- _OBJECTIVE_
Reproduce the flux analysis documentation excerpt below in full, word for word.

- _SOURCE EXTRACT_
** BEGIN **
We do here intf - 1. This is just to be compatible with the old FORTRAN code where the interfaces are numbered 1, 2, 3 rather than 0, 1, 2. If this is to be changed in the future the -1 can just be removed. Such a change will also require changes to the formatter for flux data.

pyretis.analysis.flux_analysis.analyse_flux(fluxdata, settings)[source]

Run the analysis on the given flux data.

This will run the flux analysis and collect the results into a structure which is convenient for plotting and reporting the results.

Parameters:
  • fluxdata (list of tuples of integers) – This array contains the data obtained from a MD simulation for the fluxes.
  • settings (dict) – This dict contains the settings for the analysis. Note that this dictionary also needs some settings from the simulation, in particular the number of cycles, the interfaces and information about the time step.
Returns:

results (dict) – This dict contains the results from the flux analysis. The keys are defined in the results variable.
** END **
- _GIVEN DATA_
** BEGIN **
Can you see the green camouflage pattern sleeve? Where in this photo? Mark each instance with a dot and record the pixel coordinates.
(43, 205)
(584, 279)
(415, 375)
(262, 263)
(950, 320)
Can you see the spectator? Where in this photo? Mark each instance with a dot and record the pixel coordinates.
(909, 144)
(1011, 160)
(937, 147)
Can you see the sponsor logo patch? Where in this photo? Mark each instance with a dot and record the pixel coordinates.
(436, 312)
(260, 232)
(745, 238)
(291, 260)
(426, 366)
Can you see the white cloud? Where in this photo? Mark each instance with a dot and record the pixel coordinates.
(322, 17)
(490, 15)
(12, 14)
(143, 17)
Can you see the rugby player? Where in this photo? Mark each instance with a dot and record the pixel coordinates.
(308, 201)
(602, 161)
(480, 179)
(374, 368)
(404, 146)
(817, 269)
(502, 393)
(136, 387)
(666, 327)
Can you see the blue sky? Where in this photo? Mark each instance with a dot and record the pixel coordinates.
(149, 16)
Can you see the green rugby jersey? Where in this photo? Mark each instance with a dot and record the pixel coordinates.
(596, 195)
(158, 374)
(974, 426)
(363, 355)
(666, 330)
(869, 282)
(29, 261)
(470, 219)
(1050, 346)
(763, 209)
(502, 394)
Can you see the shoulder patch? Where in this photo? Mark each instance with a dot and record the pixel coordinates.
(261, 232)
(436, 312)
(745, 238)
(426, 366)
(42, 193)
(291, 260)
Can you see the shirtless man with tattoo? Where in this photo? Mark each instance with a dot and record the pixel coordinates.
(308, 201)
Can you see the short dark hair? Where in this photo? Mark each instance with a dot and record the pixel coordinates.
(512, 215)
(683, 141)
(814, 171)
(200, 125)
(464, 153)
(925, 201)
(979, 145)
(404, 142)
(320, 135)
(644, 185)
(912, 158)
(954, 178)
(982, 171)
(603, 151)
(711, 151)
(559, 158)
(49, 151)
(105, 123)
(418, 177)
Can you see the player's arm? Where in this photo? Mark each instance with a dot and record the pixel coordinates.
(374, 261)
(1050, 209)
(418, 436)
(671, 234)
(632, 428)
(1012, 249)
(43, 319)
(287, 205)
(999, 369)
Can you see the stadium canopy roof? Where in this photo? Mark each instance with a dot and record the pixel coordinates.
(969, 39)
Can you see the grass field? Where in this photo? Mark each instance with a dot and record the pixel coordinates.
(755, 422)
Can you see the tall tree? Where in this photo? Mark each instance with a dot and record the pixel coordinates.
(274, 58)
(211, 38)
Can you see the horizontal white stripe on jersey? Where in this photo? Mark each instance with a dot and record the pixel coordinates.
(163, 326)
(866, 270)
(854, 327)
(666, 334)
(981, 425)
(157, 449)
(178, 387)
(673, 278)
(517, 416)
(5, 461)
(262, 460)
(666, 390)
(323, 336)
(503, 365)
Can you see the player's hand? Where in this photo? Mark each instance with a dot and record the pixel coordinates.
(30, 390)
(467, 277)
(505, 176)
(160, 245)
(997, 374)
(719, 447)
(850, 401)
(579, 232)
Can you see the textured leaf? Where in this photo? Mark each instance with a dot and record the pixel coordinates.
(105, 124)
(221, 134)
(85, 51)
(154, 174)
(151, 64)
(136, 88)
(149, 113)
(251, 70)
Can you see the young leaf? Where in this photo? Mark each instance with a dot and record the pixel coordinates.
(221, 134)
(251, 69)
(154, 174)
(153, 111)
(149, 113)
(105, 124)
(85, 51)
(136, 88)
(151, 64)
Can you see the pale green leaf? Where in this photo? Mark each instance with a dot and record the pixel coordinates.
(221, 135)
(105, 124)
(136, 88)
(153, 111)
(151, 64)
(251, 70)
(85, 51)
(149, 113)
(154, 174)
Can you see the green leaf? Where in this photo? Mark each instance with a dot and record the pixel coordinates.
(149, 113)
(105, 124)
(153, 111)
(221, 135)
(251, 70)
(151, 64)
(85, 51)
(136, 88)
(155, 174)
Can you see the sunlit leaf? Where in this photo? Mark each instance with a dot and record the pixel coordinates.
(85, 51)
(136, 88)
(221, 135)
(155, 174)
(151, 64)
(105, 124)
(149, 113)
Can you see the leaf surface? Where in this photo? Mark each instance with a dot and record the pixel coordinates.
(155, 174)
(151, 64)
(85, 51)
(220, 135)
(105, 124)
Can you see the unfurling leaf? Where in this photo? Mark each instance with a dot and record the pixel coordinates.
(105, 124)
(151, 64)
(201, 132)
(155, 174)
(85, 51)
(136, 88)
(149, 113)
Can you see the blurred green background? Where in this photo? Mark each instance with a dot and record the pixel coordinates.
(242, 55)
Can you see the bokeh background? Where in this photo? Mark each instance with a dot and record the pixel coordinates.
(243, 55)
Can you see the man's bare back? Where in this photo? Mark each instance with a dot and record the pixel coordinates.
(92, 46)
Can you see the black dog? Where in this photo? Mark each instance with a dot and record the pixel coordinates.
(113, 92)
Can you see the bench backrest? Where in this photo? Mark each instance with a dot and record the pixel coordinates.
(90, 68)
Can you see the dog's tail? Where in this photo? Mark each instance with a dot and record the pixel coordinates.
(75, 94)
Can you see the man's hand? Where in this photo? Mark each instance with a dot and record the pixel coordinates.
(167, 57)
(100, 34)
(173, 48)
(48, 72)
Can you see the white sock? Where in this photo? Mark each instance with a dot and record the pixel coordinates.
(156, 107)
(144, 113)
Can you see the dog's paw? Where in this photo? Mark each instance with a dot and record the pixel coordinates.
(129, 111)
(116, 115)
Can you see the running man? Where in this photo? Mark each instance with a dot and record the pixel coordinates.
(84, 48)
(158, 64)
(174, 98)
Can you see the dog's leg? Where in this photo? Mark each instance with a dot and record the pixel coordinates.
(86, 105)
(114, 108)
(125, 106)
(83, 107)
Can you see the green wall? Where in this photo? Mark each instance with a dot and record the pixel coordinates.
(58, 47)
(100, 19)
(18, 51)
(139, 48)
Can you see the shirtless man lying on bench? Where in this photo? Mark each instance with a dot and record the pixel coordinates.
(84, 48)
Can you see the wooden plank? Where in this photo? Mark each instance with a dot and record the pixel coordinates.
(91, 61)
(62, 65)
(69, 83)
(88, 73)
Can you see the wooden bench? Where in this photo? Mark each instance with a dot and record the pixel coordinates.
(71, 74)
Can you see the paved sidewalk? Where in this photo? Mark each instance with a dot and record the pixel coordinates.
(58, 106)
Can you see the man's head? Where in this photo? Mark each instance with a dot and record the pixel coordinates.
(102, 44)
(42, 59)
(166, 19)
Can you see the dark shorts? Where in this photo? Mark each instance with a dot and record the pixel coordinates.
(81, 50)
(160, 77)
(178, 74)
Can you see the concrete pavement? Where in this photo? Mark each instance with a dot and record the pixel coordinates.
** END **
- _FINAL ANSWER_
We do here intf - 1. This is just to be compatible with the old FORTRAN code where the interfaces are numbered 1, 2, 3 rather than 0, 1, 2. If this is to be changed in the future the -1 can just be removed. Such a change will also require changes to the formatter for flux data.

pyretis.analysis.flux_analysis.analyse_flux(fluxdata, settings)[source]

Run the analysis on the given flux data.

This will run the flux analysis and collect the results into a structure which is convenient for plotting and reporting the results.

Parameters:
  • fluxdata (list of tuples of integers) – This array contains the data obtained from a MD simulation for the fluxes.
  • settings (dict) – This dict contains the settings for the analysis. Note that this dictionary also needs some settings from the simulation, in particular the number of cycles, the interfaces and information about the time step.
Returns:

results (dict) – This dict contains the results from the flux analysis. The keys are defined in the results variable.